[PROBLEM TO WORK ON] For the data below, report how many lines include the word "wheelchair", and write nothing else.

[DATA LISTING]
▼▼▼
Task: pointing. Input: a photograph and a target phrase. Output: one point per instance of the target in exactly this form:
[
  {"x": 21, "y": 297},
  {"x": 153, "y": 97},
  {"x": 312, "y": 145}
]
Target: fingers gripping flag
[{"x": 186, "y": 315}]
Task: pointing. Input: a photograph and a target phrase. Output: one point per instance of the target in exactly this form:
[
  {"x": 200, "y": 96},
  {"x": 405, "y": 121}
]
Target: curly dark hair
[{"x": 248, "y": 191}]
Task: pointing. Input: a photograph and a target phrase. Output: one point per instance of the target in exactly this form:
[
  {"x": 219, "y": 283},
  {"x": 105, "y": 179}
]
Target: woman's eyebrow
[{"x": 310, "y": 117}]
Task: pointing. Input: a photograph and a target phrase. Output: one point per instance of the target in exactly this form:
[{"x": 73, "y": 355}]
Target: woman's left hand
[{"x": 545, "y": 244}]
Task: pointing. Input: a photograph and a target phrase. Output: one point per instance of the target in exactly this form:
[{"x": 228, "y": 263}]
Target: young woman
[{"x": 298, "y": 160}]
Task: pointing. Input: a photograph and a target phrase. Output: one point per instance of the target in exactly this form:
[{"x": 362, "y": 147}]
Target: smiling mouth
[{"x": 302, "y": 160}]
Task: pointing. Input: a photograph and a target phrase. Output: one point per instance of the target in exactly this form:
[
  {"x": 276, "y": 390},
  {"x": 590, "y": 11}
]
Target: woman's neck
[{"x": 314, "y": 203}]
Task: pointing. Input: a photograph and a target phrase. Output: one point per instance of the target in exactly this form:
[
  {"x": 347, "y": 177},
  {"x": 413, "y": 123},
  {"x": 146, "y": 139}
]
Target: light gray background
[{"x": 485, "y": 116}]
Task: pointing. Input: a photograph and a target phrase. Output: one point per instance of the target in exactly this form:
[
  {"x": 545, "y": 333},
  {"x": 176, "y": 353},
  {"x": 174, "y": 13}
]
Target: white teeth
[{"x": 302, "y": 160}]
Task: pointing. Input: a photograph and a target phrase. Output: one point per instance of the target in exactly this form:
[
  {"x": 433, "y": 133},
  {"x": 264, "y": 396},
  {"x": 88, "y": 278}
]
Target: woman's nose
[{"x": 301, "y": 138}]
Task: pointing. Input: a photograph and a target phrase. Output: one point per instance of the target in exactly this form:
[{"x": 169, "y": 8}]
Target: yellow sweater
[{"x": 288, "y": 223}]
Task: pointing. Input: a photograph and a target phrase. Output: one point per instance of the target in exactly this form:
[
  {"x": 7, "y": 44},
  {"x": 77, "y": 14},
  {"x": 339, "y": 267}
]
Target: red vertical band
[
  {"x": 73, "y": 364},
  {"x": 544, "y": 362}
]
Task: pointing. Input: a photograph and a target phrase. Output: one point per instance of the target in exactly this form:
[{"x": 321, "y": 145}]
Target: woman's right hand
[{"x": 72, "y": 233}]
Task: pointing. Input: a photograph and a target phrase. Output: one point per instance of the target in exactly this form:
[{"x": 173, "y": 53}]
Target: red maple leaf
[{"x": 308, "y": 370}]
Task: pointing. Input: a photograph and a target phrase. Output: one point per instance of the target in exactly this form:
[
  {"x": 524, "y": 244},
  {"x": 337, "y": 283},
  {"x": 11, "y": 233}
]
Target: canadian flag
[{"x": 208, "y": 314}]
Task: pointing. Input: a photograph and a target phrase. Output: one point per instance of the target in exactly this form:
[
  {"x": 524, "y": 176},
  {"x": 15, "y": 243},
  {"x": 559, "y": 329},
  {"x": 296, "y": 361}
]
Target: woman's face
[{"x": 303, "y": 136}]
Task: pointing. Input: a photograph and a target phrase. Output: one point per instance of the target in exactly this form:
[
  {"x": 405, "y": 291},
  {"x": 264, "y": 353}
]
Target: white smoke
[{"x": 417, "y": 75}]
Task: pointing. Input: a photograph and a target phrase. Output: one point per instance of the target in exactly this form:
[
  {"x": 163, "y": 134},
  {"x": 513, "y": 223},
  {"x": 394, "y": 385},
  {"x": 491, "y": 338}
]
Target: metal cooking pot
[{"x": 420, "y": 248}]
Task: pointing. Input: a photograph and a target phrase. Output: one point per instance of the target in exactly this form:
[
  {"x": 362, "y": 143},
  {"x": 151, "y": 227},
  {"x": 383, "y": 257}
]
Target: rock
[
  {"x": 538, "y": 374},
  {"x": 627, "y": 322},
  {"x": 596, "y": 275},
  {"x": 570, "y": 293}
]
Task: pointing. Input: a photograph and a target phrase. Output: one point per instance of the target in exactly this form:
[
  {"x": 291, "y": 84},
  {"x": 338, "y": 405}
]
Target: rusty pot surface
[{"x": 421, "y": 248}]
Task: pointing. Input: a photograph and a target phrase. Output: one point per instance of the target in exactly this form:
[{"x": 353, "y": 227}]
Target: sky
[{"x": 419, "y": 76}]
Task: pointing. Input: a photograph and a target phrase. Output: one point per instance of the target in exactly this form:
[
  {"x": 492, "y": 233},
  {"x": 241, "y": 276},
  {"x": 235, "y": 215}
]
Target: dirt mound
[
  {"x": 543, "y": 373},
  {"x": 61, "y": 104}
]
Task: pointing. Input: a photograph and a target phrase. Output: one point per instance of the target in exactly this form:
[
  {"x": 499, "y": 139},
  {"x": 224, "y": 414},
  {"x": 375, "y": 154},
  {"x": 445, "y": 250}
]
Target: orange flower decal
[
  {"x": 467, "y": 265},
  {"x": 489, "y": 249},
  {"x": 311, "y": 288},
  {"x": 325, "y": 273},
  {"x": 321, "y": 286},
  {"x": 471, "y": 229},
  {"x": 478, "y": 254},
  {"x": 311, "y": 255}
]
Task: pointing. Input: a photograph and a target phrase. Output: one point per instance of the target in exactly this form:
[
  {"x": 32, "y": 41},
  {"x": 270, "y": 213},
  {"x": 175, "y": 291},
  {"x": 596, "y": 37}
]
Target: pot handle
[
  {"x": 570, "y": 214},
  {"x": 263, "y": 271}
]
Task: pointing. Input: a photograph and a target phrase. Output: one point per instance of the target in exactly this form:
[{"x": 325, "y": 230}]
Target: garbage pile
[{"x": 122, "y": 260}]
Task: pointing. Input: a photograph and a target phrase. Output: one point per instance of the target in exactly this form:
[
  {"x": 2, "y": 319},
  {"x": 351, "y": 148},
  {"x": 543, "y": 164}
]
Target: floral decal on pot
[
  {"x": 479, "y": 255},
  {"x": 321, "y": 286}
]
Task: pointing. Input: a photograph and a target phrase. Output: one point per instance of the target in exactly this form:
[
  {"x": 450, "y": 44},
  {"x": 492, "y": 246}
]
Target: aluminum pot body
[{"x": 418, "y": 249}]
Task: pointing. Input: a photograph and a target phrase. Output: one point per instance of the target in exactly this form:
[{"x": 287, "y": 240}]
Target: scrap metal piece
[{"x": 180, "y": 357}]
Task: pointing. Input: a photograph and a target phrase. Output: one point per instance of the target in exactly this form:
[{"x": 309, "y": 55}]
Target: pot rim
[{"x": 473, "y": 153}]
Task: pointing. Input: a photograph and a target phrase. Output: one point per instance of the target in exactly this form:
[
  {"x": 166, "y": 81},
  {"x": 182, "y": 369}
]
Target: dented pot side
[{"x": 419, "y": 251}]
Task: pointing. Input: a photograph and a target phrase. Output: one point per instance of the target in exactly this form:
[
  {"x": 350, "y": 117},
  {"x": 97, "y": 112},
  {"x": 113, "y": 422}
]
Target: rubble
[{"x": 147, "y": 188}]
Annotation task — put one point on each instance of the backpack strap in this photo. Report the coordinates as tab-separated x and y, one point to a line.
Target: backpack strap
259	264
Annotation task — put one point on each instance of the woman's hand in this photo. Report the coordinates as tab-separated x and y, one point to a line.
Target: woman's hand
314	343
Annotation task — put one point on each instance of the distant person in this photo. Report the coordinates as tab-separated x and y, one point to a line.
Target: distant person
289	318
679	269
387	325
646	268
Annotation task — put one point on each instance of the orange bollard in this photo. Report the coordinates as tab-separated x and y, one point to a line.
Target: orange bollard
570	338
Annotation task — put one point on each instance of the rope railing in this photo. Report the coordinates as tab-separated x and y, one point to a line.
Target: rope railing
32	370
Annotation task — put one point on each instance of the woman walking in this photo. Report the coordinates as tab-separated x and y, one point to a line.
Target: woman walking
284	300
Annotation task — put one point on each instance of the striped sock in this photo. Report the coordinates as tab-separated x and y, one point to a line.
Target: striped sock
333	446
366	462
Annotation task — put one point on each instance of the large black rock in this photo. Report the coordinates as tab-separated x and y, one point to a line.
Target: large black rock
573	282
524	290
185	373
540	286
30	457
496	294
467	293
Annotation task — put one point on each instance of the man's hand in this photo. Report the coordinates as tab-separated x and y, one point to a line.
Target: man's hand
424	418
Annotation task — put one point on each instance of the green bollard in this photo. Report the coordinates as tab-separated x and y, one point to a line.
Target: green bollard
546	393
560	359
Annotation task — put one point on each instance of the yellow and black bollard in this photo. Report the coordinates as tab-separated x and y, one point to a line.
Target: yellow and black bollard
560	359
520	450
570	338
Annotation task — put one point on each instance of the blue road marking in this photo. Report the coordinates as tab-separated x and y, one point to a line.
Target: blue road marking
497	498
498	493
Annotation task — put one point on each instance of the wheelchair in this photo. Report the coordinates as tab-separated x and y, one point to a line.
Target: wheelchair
▲▲▲
[WRITTEN ANSWER] 2